## Written instruction
Print the line containing "Check that each instance of the green leaf" and each line after it through the end, please, with nothing added.

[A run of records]
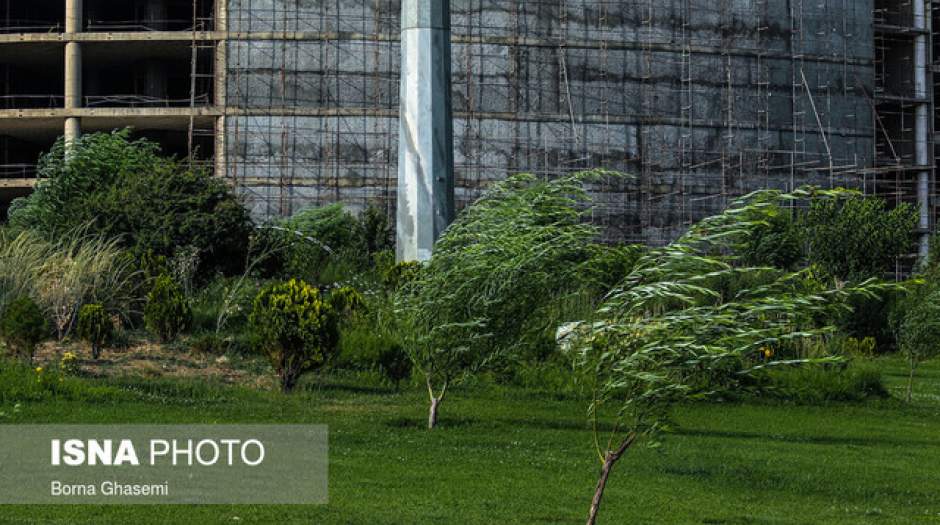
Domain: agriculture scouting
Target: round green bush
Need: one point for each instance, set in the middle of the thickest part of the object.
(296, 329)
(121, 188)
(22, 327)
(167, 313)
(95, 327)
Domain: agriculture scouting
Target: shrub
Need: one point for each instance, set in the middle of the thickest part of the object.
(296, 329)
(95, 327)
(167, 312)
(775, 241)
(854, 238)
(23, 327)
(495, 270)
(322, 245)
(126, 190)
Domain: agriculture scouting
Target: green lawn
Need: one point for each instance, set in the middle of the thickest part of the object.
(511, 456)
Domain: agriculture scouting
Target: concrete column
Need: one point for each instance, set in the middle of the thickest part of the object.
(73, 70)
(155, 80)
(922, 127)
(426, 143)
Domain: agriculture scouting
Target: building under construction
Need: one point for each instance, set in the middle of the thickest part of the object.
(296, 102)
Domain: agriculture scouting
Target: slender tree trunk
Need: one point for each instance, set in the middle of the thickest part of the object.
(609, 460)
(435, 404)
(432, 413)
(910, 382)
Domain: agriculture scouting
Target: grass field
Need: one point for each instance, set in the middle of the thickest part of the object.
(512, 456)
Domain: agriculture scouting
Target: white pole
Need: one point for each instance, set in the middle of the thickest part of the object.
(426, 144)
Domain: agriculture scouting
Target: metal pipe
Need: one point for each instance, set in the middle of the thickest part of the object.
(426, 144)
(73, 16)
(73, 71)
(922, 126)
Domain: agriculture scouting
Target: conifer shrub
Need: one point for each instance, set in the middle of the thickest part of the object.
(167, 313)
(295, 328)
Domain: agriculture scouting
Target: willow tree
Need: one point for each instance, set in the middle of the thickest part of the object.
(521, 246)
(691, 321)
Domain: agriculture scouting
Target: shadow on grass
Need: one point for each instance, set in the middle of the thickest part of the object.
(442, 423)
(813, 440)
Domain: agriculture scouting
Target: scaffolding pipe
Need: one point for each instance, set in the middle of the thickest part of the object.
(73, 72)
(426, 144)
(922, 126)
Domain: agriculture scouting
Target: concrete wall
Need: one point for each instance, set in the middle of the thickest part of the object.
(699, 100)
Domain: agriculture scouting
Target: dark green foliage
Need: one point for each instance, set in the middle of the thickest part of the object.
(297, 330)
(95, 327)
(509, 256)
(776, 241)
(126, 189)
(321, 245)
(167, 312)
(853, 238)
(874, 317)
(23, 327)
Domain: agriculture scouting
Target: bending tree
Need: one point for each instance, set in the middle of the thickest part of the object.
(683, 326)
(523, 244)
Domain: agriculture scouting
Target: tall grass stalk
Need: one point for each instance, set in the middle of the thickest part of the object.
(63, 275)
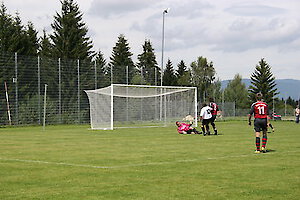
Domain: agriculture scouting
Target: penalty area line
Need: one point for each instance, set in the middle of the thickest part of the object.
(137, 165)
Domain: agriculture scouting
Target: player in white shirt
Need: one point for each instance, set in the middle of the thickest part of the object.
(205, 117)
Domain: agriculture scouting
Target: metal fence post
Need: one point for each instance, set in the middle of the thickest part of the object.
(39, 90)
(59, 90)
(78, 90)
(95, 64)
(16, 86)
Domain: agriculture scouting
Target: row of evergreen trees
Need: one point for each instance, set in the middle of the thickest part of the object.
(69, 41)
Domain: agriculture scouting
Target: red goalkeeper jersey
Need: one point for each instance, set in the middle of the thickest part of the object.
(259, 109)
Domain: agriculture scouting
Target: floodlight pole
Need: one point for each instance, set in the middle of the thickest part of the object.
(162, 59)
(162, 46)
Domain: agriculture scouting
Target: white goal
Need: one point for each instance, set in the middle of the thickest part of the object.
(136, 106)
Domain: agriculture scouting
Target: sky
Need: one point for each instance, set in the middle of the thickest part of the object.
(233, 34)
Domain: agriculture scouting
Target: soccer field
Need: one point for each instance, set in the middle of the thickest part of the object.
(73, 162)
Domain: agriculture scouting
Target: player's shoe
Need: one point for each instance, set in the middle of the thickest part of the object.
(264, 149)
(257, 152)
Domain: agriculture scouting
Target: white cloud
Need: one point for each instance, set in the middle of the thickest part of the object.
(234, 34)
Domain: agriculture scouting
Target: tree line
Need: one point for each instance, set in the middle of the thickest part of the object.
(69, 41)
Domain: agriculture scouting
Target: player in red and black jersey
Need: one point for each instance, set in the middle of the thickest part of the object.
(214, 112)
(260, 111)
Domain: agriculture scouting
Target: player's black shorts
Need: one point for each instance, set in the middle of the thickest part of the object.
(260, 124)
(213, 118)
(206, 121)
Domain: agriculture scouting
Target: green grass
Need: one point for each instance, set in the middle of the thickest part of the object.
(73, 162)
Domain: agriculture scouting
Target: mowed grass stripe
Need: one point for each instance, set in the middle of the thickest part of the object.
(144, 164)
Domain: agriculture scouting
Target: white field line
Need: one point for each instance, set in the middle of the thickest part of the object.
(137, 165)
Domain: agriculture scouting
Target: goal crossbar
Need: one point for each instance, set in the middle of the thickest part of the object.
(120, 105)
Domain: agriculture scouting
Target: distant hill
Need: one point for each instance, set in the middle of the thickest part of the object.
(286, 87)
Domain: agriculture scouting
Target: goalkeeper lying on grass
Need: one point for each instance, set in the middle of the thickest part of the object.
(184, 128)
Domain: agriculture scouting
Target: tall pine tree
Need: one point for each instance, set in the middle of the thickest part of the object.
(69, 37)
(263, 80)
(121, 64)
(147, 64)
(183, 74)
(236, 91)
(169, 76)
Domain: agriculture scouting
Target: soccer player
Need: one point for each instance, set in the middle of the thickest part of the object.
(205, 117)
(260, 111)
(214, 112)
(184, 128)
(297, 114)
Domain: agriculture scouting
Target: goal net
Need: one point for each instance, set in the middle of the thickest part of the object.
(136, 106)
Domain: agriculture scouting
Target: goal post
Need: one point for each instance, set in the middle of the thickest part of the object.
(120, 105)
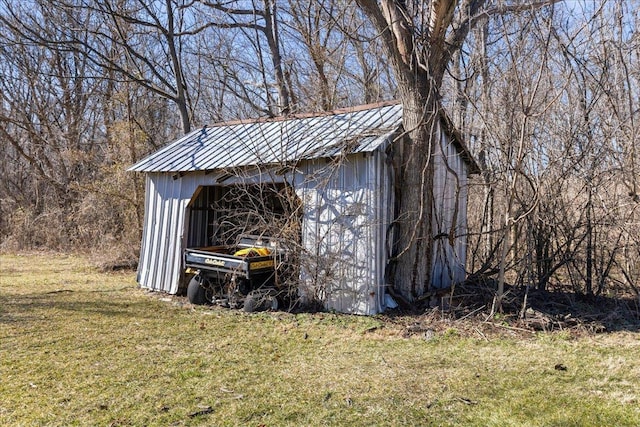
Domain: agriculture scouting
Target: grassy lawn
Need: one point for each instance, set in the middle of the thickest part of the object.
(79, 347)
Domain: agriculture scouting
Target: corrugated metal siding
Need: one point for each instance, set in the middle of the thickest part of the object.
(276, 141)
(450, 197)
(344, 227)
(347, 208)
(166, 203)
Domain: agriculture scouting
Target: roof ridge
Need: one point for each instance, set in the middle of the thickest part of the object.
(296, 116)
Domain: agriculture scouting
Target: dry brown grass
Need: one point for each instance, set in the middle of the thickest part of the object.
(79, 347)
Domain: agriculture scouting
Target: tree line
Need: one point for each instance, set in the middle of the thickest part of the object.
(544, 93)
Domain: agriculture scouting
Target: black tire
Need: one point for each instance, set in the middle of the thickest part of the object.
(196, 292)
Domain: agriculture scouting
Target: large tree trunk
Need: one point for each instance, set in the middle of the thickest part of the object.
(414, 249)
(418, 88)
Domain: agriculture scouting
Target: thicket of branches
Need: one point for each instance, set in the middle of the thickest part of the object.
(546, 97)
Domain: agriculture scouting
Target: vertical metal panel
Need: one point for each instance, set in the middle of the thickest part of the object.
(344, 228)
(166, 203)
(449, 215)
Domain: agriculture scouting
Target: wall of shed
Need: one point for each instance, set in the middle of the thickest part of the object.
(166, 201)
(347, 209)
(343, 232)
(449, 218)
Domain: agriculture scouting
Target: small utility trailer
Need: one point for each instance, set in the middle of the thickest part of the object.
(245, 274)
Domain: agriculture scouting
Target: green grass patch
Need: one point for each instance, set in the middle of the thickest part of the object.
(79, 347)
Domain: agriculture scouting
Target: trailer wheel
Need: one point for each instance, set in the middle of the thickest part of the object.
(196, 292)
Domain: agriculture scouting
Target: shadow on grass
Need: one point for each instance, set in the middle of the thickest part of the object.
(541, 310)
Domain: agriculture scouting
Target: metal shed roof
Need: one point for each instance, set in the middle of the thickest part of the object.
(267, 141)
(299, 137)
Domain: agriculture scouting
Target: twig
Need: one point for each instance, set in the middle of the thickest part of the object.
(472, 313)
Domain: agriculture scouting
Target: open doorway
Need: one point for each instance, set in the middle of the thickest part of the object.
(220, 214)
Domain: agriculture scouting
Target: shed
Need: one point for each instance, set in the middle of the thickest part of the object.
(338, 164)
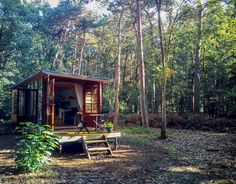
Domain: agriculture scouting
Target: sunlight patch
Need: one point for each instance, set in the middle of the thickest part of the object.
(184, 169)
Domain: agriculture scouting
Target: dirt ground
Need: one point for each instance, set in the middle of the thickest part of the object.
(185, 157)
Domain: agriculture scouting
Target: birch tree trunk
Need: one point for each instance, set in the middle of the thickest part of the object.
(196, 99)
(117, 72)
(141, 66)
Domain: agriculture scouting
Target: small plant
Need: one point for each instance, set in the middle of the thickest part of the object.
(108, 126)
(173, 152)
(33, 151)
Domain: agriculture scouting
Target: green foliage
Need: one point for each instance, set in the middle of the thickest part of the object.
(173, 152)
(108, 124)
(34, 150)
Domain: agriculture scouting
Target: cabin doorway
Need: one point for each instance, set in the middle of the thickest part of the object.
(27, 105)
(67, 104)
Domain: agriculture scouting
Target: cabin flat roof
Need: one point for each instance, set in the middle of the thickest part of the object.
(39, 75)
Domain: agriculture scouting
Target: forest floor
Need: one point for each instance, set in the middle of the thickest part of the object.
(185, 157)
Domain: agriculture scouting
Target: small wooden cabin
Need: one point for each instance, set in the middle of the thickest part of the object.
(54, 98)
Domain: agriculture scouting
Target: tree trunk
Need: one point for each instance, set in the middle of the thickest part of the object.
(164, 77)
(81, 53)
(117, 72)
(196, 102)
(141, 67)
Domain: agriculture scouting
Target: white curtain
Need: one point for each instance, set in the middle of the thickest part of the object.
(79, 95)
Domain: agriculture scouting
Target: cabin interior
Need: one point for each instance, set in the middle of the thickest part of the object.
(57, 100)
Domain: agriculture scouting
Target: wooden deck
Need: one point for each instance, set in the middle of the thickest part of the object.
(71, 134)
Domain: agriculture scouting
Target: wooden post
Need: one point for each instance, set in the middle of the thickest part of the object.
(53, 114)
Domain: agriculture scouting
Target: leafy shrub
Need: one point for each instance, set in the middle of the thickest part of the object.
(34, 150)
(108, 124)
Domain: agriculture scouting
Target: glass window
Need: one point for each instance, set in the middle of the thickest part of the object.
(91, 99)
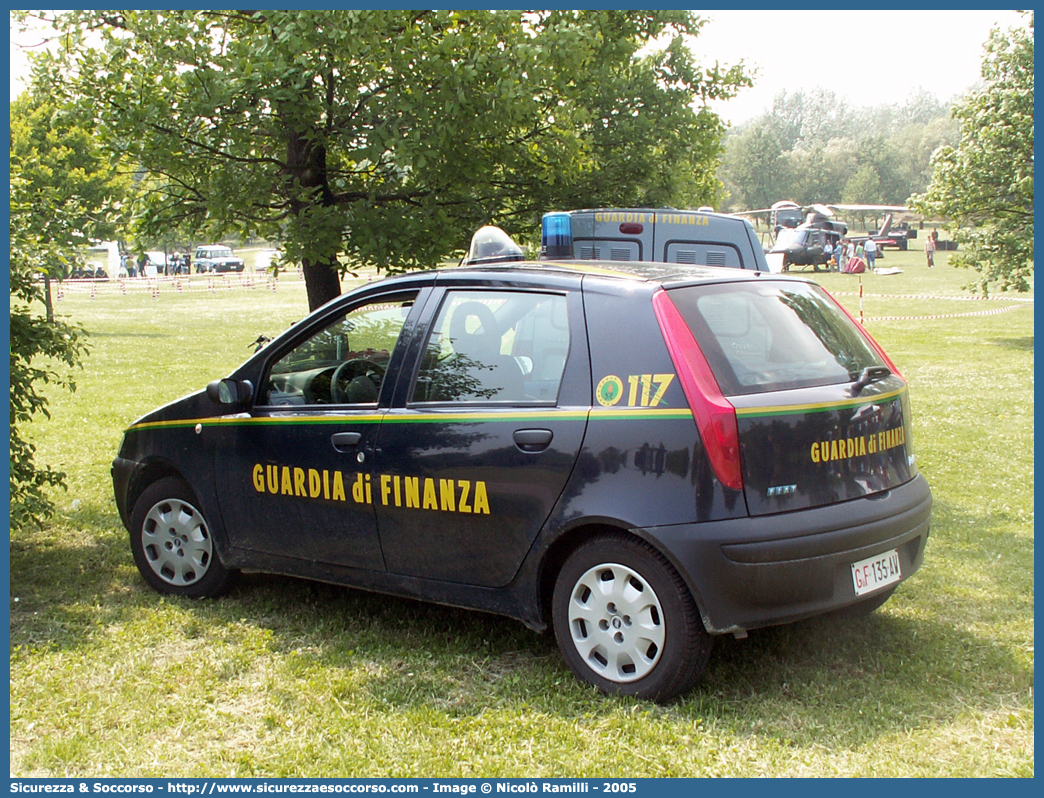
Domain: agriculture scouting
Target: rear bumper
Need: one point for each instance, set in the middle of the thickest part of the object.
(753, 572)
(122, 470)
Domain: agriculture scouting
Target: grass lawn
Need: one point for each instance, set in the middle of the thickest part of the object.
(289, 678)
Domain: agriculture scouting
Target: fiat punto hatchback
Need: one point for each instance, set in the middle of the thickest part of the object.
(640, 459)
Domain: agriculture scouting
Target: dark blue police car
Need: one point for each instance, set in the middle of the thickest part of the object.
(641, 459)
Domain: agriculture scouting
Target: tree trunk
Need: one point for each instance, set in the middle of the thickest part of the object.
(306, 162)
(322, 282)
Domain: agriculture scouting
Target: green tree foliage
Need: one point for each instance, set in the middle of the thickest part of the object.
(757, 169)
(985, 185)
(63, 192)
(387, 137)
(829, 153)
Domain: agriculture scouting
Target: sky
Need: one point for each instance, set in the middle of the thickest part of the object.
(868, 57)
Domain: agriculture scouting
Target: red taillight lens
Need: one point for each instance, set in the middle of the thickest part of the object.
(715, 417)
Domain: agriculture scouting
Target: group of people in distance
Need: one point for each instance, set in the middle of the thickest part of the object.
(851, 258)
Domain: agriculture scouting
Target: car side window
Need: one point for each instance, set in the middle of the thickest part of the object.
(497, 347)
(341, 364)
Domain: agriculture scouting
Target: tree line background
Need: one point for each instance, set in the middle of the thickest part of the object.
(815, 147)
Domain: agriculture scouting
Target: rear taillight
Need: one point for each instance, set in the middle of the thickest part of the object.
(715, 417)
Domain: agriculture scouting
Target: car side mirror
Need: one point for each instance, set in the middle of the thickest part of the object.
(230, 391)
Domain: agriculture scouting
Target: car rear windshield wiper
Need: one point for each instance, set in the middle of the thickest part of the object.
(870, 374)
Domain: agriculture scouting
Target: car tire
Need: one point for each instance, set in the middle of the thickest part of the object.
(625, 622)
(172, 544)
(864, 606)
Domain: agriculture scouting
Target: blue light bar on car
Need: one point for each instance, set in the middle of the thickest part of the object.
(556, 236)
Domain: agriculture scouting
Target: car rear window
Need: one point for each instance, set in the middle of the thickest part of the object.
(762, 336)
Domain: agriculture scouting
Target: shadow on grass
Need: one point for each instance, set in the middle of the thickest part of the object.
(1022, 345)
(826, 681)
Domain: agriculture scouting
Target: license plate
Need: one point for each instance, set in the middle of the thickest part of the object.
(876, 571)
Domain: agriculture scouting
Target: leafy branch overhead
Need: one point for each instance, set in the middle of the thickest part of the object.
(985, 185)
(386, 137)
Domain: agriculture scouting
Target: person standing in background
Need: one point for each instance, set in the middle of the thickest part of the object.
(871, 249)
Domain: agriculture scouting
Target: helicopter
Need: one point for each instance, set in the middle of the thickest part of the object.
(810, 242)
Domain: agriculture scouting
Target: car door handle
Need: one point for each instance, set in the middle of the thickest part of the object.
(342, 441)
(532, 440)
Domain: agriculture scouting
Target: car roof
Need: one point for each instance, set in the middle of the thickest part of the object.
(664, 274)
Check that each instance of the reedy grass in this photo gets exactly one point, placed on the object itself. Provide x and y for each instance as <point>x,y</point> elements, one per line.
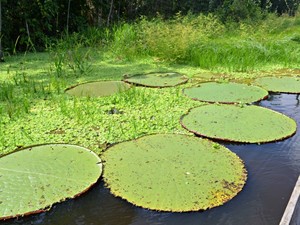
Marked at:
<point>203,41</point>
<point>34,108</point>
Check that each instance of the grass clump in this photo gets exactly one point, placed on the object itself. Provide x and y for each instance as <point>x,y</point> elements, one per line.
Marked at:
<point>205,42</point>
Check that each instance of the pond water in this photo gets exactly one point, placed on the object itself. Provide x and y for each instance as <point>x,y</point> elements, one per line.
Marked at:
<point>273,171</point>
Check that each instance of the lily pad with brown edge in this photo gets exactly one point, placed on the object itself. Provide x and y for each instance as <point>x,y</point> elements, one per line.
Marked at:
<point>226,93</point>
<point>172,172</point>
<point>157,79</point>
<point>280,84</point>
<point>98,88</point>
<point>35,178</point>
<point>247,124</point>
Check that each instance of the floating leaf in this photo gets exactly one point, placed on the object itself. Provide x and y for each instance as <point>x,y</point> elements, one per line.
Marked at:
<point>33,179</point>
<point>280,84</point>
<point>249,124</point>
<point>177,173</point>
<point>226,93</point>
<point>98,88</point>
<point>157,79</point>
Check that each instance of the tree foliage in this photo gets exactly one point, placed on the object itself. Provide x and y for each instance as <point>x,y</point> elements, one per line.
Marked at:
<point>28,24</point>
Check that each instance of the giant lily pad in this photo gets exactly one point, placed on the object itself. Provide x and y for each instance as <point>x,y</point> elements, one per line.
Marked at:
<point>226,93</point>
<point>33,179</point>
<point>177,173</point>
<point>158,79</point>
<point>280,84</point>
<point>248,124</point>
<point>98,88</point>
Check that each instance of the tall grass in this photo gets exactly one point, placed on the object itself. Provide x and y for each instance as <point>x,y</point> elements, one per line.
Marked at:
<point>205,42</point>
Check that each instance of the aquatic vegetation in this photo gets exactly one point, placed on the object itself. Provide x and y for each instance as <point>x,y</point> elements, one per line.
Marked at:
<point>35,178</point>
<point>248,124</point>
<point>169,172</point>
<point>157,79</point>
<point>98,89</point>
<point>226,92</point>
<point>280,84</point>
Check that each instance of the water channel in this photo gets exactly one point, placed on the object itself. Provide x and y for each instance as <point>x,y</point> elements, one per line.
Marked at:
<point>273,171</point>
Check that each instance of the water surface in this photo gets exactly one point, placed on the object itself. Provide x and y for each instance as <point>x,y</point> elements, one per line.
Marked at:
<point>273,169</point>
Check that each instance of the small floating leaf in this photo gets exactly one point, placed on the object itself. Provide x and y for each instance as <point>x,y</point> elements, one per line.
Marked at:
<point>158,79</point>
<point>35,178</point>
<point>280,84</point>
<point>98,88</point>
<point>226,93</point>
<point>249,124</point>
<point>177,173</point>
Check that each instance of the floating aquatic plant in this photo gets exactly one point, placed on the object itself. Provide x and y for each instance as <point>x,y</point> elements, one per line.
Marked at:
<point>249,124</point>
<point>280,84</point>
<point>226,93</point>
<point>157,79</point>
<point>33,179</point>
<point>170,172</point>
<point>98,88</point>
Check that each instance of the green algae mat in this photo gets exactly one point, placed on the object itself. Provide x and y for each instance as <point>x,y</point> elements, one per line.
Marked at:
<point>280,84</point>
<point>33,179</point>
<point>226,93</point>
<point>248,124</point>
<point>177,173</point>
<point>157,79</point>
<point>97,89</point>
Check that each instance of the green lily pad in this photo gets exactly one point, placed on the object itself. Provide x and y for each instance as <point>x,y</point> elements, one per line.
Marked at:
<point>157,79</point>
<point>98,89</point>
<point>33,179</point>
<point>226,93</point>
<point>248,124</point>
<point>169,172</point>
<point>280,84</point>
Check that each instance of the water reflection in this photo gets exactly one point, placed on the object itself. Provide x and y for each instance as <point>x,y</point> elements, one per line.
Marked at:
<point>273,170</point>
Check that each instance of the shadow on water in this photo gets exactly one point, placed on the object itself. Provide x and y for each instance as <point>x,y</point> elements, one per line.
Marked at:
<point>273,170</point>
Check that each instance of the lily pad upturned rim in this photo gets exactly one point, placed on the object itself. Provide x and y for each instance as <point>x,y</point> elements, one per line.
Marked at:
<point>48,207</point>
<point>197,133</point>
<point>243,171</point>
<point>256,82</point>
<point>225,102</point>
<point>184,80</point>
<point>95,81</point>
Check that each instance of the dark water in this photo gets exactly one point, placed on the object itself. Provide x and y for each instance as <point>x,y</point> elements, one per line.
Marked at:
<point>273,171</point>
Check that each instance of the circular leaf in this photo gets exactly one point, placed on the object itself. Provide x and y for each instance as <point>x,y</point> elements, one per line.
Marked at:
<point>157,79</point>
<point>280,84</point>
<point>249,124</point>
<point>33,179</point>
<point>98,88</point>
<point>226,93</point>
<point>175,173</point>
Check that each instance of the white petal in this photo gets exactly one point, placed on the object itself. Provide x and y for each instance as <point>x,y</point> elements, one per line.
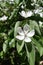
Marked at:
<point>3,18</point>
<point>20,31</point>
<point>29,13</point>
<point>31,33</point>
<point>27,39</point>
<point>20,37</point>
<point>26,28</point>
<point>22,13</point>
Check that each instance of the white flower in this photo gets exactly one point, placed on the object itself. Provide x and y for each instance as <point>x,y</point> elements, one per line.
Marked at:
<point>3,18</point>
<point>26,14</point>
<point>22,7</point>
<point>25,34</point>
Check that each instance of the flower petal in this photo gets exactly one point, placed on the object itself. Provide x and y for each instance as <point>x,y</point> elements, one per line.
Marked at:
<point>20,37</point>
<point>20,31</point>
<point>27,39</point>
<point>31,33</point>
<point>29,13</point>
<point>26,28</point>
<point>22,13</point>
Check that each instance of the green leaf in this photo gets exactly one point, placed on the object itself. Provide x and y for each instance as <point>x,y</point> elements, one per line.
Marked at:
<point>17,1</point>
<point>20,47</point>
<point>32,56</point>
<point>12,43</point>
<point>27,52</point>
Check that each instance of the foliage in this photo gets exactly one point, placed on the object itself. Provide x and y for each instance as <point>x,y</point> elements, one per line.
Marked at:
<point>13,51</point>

## Result of this task
Check that each instance of the green leaf in this photo gets exactly one point, placed on the object itself. Provide x and y for each instance as <point>x,y</point> elements, one per line.
Marked at:
<point>17,1</point>
<point>20,47</point>
<point>32,56</point>
<point>12,43</point>
<point>27,52</point>
Check that each instance of the foliage in this photo gets exactly one point, placed on the object itself. Provide x and y for each instance as <point>x,y</point> elements, one per line.
Marked at:
<point>13,51</point>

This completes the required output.